++++ RECORDS SHOWN

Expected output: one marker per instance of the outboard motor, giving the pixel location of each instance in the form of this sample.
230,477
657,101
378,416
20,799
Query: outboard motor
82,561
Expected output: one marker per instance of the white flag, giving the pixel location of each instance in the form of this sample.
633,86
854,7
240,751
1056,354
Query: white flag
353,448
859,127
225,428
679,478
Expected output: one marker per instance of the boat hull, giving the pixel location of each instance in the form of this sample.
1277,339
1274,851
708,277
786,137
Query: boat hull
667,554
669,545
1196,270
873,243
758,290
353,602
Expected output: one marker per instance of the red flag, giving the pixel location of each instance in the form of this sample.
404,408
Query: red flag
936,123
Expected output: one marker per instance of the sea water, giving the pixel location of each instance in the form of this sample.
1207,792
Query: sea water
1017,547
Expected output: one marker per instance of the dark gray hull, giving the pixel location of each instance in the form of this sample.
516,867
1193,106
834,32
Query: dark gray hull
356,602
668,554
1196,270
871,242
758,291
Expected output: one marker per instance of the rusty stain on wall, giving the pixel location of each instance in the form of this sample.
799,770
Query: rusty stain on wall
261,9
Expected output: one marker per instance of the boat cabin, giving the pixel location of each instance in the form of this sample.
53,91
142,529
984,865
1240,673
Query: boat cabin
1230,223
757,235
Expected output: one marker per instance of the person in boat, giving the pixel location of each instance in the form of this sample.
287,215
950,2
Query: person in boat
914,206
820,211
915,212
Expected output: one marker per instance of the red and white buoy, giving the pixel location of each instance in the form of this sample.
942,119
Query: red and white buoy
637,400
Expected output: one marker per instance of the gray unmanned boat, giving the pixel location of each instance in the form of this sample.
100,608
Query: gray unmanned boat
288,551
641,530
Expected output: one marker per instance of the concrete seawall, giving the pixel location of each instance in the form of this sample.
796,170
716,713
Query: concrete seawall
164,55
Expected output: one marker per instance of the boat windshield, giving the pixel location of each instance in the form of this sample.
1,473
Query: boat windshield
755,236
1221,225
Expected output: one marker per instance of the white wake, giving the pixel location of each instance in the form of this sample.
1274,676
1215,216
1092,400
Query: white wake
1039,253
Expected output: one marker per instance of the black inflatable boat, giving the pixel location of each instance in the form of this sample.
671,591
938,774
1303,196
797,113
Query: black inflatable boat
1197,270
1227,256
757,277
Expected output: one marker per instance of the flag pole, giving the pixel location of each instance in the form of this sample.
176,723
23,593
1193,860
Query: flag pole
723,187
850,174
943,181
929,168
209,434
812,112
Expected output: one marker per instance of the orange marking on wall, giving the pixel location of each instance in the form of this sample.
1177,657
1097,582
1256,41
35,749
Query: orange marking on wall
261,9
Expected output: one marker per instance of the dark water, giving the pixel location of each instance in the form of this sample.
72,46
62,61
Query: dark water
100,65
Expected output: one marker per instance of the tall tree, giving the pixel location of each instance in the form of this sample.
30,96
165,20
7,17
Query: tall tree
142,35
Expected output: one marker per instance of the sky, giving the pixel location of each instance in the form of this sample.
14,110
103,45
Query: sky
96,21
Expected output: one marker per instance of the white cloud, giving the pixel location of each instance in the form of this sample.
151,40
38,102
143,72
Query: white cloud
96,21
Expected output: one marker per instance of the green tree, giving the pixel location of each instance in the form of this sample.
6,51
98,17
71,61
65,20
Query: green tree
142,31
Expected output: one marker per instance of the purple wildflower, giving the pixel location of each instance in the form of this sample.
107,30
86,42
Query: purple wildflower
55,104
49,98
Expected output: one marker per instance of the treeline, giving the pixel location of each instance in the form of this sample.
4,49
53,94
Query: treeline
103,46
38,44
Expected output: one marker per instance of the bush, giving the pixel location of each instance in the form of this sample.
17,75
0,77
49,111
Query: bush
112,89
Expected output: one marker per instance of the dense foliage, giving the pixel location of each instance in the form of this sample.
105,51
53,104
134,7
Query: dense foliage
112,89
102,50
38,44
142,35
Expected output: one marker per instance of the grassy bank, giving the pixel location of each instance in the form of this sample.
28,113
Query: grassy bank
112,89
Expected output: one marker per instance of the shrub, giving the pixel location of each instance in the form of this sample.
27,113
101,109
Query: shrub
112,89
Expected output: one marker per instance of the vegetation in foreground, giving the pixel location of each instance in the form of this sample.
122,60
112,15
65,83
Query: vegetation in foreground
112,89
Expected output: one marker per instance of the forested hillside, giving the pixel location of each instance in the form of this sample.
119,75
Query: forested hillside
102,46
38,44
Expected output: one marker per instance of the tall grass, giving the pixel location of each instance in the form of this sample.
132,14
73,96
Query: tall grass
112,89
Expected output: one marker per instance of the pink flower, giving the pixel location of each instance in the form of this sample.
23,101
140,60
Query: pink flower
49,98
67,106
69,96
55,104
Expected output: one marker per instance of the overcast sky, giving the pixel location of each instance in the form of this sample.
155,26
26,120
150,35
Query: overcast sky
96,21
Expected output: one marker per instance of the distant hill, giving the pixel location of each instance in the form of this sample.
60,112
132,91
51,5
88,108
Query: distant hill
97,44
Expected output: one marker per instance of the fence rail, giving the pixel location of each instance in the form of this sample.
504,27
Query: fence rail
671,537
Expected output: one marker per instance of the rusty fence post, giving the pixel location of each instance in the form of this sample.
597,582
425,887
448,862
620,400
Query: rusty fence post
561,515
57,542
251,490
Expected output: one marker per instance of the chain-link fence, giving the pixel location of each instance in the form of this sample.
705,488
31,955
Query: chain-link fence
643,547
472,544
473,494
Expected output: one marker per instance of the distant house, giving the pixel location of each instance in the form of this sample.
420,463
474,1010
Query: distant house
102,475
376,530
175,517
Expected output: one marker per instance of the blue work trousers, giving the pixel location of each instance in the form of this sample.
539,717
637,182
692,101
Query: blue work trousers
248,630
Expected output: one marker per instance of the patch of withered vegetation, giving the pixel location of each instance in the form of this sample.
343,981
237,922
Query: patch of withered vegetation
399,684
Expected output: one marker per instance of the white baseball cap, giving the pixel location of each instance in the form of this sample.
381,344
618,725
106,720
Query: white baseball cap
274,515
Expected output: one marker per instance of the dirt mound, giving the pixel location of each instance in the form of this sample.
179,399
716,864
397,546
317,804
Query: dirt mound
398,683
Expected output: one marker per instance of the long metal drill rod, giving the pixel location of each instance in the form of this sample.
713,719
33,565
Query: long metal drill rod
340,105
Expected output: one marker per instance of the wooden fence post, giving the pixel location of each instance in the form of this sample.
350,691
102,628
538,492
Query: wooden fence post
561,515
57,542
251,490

++++++++

WHAT IS NEEDED: Everything from the line with "Expected output: one marker per instance of the blue" to the end of the listing above needs to be duplicated exactly, both end lines included, with nothing more.

EXPECTED OUTPUT:
Expected output: one marker per instance of the blue work trousers, giving the pixel location of each instance in the form of this sample.
539,717
637,182
692,101
Query: blue work trousers
248,630
Expected output: one marker per instance of the patch of withered vegetation, giving the pixel location of each instance in the form of this sample.
343,981
237,922
Query: patch of withered vegetation
399,684
Expected output: one marker per instance of the white baseball cap, giving the pixel location of each instance in the form of this sample.
381,344
618,725
106,720
Query: white baseball cap
274,515
Expected output: one marker per instance of the dirt mound, giving the pixel location of each instance in the form of this sample.
179,399
716,864
397,546
317,804
Query: dirt mound
398,683
Expected output: one marker per instance of the long metal drill rod, giving the pixel location of each instance in the form of this sample.
713,719
33,565
Query: long metal drill rod
340,105
Expected output: one marker per instance of the wooden fence post, giving the pixel location of each instance in the form of this sample.
350,691
102,628
538,492
Query: wooden fence post
561,515
57,542
251,490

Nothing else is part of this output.